● WHAT YOU HAVE TO DO: Every entry below must be repeated exactly; skip the pictures.

========================

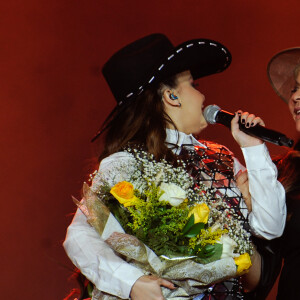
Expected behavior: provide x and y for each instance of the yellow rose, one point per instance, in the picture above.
(243, 263)
(201, 212)
(123, 192)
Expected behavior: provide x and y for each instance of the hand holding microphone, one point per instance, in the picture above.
(213, 114)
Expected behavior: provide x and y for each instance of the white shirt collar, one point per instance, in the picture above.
(179, 139)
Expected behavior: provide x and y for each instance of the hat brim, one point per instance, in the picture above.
(202, 57)
(281, 72)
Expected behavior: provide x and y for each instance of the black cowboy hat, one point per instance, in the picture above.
(153, 58)
(281, 71)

========================

● WRITTEN RESPONSE:
Expected behavior: provide x and y for each instance of the yellow rose, one point per instance, in the picture above.
(243, 263)
(201, 212)
(123, 192)
Expected behavior: provide x and y for each instance of the hand holding microphone, one point per instance, in the picture above.
(213, 114)
Expected behavior: provide x and y for each instance of the white shirt collar, one point per instance, in the picture above.
(179, 139)
Expected behavior: provide x and y for each instance of the hat brim, one point per instance, in the picture above.
(202, 57)
(281, 72)
Expected behavior: provide x and y for each instance of the black cowboy hat, one point per instance, in the picture above.
(153, 58)
(281, 71)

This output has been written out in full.